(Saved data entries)
════════════════════

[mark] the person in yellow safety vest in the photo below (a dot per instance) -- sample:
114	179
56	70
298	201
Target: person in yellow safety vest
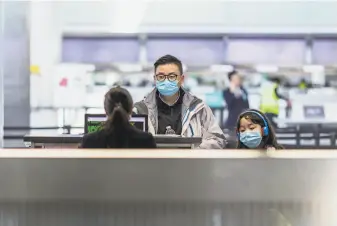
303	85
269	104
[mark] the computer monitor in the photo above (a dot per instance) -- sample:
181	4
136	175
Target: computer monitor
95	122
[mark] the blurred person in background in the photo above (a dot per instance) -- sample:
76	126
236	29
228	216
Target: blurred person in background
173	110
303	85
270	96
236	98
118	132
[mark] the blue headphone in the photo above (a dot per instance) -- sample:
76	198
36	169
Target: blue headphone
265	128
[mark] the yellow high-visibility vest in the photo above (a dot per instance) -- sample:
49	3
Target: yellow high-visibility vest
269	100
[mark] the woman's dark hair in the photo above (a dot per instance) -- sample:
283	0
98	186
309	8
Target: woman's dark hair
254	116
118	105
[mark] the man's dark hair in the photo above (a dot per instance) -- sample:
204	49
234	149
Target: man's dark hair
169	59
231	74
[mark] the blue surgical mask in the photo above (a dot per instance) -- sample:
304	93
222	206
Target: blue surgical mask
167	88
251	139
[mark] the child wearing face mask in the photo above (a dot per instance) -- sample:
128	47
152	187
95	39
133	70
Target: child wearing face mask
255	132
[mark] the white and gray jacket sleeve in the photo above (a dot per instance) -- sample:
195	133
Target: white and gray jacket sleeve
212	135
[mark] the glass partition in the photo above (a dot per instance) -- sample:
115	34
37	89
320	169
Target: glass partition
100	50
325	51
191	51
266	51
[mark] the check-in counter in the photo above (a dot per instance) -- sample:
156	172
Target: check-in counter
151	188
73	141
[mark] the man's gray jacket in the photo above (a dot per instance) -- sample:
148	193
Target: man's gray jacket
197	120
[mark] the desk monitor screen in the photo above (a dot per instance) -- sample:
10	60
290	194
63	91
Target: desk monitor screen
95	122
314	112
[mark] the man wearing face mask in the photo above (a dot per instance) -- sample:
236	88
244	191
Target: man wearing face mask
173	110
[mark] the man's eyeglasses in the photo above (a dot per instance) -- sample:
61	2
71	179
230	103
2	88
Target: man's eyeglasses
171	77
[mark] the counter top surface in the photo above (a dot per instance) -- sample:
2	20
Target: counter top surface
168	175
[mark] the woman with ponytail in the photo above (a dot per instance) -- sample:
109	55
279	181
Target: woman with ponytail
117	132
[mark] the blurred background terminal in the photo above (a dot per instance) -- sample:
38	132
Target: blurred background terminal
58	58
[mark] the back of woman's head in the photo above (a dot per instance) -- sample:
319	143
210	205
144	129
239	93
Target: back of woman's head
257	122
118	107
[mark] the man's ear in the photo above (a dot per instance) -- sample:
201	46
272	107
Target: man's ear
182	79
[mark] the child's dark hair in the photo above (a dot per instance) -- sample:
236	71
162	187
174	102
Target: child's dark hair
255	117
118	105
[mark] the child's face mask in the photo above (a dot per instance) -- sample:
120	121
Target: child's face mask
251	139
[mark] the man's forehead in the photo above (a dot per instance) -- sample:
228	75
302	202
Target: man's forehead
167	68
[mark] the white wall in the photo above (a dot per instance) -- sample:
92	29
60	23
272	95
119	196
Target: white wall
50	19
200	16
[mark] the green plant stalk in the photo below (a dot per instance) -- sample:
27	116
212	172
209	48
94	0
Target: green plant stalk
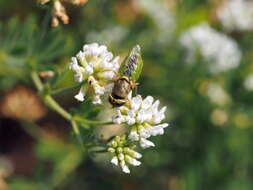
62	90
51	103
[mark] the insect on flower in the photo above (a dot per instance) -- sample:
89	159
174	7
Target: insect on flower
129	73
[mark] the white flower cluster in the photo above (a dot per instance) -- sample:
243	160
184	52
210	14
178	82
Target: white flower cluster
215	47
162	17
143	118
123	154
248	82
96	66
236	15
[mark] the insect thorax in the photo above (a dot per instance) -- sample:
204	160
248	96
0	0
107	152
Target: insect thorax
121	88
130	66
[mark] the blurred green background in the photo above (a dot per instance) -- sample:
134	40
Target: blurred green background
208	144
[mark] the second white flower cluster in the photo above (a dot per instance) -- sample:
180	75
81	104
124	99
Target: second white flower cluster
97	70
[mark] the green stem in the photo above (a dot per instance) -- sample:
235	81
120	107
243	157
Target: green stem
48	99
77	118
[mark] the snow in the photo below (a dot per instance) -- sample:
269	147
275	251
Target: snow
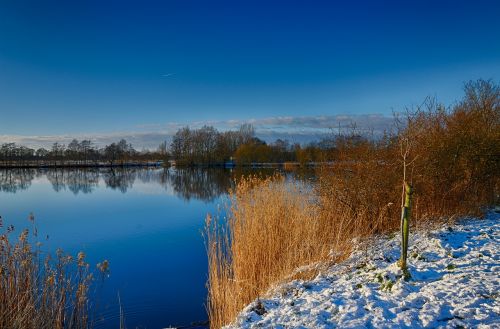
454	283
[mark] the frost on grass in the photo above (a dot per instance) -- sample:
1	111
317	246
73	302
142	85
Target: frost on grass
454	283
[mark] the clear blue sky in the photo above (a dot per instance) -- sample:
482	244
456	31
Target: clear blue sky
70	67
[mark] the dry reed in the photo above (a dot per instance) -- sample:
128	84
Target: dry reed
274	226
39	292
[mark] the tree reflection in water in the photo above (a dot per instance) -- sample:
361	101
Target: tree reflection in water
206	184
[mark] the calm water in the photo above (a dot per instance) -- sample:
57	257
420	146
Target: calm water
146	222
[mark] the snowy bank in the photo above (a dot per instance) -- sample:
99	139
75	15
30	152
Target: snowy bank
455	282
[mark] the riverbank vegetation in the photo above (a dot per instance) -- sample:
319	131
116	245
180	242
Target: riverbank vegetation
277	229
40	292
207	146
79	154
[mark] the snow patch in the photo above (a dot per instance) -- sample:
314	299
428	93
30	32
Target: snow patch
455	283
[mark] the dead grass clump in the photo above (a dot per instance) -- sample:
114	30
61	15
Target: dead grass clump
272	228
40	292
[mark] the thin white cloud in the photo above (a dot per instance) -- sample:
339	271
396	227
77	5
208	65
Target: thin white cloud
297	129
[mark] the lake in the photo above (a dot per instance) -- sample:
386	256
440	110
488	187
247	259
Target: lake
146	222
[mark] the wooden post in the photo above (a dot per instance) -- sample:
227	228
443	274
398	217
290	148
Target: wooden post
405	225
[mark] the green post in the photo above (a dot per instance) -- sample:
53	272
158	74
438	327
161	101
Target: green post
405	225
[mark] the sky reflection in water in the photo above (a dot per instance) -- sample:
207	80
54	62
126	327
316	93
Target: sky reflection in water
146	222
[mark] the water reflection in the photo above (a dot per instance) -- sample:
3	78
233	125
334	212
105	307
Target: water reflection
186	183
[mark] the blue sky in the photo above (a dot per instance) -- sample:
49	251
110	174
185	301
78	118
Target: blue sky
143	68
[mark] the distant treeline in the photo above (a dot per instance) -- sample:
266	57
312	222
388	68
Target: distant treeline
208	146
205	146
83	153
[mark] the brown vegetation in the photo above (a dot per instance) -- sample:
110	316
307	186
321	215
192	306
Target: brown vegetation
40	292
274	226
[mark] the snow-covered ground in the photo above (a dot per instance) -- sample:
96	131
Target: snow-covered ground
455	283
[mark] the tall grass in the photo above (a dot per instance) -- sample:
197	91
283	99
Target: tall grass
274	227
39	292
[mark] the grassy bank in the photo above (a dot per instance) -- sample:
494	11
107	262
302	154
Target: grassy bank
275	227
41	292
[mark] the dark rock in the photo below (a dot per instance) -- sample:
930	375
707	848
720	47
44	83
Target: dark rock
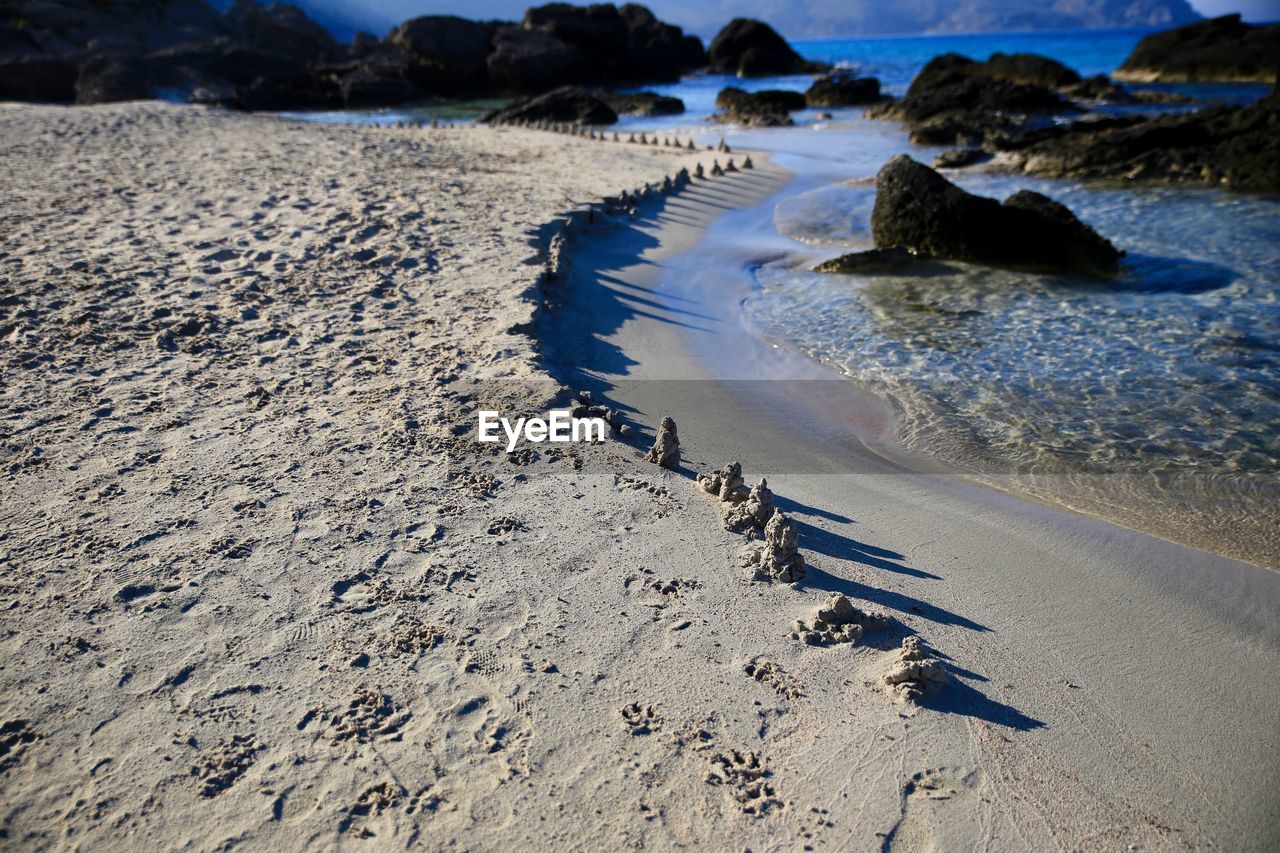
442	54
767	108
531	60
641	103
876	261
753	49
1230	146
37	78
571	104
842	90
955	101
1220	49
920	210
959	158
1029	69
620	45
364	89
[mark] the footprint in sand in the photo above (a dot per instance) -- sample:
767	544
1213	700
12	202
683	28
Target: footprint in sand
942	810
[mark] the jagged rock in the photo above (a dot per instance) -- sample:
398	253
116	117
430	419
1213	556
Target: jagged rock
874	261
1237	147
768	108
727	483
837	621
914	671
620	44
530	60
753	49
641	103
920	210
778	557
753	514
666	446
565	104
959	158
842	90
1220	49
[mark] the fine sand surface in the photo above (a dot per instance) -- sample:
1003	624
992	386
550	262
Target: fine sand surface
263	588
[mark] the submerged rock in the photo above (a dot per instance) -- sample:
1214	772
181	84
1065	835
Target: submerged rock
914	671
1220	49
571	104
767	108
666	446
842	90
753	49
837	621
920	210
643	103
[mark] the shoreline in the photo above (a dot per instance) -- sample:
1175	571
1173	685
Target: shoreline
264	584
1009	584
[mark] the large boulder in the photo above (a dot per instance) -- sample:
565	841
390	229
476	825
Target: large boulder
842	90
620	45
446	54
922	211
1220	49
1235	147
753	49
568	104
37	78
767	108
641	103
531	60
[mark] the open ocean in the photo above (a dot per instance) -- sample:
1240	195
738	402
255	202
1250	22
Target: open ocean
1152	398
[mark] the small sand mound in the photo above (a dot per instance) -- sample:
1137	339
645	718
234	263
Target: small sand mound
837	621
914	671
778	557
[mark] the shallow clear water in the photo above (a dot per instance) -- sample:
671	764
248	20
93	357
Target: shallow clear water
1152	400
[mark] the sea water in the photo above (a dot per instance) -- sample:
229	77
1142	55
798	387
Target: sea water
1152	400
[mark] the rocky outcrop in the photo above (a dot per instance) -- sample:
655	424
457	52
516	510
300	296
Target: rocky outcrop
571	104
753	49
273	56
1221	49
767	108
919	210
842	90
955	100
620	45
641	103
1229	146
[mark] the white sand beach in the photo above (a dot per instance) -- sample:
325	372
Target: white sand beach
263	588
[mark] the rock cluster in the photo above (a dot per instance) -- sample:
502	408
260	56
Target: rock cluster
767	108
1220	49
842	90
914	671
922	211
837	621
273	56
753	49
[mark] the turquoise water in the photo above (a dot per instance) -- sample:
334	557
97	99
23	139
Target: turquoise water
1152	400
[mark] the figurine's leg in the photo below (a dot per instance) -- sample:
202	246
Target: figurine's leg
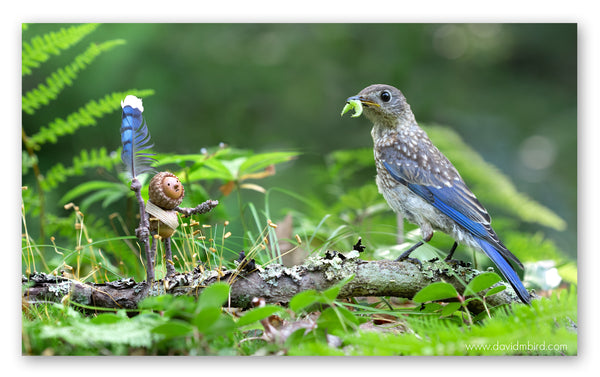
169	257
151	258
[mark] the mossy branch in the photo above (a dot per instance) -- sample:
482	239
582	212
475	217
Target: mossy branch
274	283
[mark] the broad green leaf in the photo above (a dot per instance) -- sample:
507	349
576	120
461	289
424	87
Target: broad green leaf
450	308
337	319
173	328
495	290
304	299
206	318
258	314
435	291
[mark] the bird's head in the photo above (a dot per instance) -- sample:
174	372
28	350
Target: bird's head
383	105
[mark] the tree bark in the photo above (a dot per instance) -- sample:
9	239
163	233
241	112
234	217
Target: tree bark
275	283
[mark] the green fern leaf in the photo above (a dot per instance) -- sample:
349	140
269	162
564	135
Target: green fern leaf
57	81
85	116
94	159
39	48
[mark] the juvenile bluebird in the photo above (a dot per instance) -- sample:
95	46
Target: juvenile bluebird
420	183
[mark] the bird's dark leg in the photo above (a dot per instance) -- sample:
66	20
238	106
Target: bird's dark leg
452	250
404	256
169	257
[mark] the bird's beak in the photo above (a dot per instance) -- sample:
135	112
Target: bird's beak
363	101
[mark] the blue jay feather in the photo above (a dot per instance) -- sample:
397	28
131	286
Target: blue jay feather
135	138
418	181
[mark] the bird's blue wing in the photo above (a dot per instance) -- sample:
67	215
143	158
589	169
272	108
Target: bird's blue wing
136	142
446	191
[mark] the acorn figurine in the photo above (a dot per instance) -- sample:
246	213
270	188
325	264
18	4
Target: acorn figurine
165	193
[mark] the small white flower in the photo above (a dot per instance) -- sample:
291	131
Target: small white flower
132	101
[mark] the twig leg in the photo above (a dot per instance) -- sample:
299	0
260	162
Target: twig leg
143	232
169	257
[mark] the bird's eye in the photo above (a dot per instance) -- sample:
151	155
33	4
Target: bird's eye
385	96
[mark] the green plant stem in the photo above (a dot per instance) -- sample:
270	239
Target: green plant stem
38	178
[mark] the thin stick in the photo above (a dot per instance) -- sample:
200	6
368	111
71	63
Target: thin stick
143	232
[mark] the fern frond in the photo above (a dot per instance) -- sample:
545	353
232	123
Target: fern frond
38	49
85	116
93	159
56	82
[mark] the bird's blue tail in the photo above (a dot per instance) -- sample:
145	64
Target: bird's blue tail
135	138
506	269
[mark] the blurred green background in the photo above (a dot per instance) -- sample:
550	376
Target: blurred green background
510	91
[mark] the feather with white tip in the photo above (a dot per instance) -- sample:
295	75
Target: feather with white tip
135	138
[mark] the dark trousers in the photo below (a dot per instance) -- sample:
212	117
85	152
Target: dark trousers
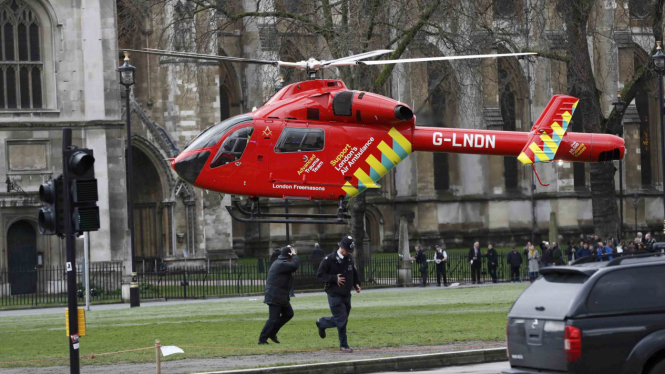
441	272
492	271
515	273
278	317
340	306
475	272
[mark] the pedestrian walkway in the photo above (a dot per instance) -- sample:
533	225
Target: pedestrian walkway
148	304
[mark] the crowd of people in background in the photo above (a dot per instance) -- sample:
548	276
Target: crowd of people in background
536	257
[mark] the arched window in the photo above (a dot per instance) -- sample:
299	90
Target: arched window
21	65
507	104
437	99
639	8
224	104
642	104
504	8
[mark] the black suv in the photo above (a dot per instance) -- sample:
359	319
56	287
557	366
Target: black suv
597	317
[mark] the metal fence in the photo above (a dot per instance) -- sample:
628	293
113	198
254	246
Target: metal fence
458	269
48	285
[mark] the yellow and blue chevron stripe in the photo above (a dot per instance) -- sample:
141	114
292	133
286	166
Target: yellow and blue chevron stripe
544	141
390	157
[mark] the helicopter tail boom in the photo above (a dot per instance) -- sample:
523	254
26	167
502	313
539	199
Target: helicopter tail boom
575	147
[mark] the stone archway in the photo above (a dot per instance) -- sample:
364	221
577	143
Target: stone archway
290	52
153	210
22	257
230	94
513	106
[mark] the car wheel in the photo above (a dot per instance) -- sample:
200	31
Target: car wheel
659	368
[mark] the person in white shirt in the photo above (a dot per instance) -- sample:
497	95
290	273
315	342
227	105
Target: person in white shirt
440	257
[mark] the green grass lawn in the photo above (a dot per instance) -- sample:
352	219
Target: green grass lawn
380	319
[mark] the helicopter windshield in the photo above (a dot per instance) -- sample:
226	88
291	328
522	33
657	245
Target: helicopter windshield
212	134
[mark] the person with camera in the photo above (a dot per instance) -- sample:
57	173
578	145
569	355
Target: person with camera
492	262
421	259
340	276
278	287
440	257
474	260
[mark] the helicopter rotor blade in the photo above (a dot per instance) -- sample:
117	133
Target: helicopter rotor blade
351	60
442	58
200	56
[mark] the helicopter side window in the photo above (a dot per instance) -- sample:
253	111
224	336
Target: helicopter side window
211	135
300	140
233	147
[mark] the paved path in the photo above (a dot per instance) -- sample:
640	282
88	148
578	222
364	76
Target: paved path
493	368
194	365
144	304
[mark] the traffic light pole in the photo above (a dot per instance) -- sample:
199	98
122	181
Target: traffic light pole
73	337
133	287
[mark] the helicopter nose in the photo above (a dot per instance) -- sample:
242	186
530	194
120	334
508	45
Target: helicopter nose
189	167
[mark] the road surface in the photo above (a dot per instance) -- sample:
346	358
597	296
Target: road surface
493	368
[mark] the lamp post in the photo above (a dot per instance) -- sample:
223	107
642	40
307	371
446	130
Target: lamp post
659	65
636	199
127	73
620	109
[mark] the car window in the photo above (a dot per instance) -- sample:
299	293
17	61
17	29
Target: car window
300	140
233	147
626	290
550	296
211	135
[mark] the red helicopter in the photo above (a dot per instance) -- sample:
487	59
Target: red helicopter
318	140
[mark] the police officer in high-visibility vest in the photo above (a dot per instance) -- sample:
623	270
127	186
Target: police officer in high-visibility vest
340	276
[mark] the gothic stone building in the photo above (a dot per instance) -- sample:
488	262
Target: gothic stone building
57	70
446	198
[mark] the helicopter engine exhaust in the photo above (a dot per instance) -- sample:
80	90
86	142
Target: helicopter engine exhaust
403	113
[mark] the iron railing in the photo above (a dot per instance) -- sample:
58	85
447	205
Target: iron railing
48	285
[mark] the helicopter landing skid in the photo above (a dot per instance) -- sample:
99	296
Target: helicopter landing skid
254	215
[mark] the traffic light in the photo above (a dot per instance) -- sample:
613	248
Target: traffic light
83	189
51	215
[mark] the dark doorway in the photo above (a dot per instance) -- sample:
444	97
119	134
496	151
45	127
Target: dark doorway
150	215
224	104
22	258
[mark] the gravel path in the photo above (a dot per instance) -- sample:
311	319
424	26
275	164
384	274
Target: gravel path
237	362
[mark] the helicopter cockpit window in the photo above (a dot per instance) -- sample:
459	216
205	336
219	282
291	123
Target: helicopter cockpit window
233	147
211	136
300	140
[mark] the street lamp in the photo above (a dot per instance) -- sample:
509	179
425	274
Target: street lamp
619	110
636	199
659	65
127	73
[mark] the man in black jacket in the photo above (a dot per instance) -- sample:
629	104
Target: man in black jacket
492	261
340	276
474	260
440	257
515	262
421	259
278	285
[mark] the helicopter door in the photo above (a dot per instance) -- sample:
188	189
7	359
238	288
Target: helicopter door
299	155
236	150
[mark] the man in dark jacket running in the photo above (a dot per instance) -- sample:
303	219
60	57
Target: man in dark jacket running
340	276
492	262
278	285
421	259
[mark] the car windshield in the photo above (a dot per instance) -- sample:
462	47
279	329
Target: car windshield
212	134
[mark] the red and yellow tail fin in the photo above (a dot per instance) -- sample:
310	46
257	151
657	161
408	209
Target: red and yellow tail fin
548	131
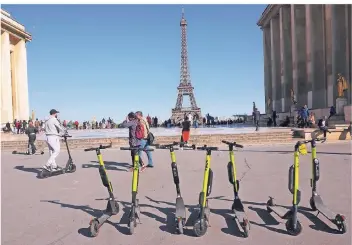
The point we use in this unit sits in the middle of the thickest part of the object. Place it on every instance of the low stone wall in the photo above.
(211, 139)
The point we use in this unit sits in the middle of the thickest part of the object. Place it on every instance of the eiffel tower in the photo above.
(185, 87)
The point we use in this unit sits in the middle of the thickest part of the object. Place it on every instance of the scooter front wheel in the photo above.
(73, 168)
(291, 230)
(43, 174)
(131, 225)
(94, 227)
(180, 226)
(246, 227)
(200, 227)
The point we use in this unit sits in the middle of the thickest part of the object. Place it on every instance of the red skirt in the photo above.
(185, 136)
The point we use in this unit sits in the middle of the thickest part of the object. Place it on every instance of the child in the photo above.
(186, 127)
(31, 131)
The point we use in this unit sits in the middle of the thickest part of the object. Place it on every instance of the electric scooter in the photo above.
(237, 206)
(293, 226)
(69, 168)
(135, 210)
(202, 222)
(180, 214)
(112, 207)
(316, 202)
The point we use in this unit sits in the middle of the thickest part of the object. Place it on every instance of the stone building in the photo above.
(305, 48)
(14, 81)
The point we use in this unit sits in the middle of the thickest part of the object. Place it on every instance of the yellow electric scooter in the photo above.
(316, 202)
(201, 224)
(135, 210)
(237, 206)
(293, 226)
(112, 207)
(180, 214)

════════════════════

Count the lines in the records above that contain the word "below", and give only that number.

6